--- The input ---
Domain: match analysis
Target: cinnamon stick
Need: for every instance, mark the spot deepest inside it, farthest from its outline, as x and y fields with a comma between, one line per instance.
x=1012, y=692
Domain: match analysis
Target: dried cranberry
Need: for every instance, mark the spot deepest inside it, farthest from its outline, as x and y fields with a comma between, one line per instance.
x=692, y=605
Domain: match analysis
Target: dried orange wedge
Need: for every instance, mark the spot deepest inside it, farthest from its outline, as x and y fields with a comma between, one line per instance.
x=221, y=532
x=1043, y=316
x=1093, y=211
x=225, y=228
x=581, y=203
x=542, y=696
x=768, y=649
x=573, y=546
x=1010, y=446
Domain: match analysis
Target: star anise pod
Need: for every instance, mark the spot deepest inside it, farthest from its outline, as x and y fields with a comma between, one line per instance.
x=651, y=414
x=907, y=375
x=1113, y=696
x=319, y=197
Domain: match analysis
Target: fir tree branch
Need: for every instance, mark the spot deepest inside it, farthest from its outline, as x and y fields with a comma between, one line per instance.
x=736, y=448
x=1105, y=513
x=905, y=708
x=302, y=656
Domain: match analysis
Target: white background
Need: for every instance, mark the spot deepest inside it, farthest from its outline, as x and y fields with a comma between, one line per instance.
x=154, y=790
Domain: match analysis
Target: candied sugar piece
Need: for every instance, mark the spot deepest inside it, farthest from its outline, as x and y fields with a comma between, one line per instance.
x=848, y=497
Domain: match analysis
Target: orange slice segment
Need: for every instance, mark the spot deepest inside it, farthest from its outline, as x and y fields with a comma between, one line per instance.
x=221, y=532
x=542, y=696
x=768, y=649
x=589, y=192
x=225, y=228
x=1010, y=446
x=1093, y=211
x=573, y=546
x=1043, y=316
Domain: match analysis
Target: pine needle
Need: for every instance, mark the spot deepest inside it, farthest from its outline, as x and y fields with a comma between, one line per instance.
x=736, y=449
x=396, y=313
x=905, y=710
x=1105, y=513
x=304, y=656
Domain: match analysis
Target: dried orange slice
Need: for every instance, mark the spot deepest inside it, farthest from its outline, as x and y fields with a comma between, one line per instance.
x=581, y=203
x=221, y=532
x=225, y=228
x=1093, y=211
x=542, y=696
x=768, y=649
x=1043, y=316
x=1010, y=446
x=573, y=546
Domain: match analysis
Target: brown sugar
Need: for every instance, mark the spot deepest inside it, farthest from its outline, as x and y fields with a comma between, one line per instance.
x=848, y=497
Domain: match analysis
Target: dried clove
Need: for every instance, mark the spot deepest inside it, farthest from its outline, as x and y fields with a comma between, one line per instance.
---
Please restate the whole listing word for word.

Answer to this problem:
Domain: match analysis
Target: cinnamon stick
Need: for every instance, mark the spot deepest inside it, farthest from its outline, as x and y fields with a comma between, one line per instance.
x=1012, y=692
Domain: match analysis
Target: dried cranberry
Need: for every instance, mark the spot deepest inside it, farthest from its outline, as x and y fields with a comma between, one line per instance.
x=692, y=605
Domain: match analysis
Target: dried orange wedge
Need: for every instance, mark the spot deepest inside it, farthest from its outline, as x and y fields with a comma between, one line per instance.
x=221, y=532
x=1043, y=316
x=1093, y=211
x=225, y=228
x=581, y=203
x=542, y=696
x=768, y=649
x=573, y=546
x=1010, y=446
Domain: match analysis
Target: star anise pod
Need: for every instance, mark the spot deepest inside it, farthest from its outline, as x and y fields with a comma between, one line per instance.
x=651, y=414
x=907, y=375
x=1113, y=696
x=319, y=197
Domain: match analysis
Target: fir tree branch
Need: for every instance, mark the spot deepest inside it, farthest from its outline, as x and y fields with a comma between, one line per instance.
x=736, y=448
x=1105, y=513
x=905, y=708
x=302, y=656
Domain: match analysis
Target: white background
Need: for every instance, mark the spot deepest inside it, farthest from its outline, as x and y fields with a comma between, one line per instance.
x=154, y=790
Domain: match analysis
Target: candied sugar piece
Need: for every instance, mark the spot deepest inside it, farthest from its outline, as x and y fields with a comma between, one line per instance.
x=848, y=497
Domain: match analysis
Target: orange slice segment
Need: for every instance, mark the spot deepest inside it, farthest from its outline, as x and y fields with a comma between, one line per instance.
x=221, y=532
x=542, y=696
x=768, y=649
x=589, y=192
x=225, y=228
x=1010, y=446
x=1093, y=211
x=573, y=546
x=1043, y=316
Domain: match analysis
Target: pine needle
Need: for every instance, mark the spot deepest inside it, farthest from its outline, as x and y fields with a comma between, one line per instance.
x=736, y=449
x=396, y=313
x=905, y=710
x=1105, y=513
x=304, y=656
Domain: match analysis
Target: dried orange slice
Need: for every instance, mark the spot deepest inside it, farthest from its outline, as x and y fields with a comma between, one line per instance.
x=581, y=203
x=221, y=532
x=225, y=228
x=1093, y=211
x=542, y=696
x=768, y=649
x=1043, y=316
x=1010, y=446
x=573, y=546
Domain: match analysis
Target: brown sugar
Need: for every instance, mark the spot deepest inside it, farthest from its outline, as x and y fields with a comma between, one line per instance.
x=848, y=497
Domain: match analysis
Target: dried clove
Need: for every instance, mark the spot deepest inside it, farthest from its outline, as x and y fields with a comma between, one line per instance.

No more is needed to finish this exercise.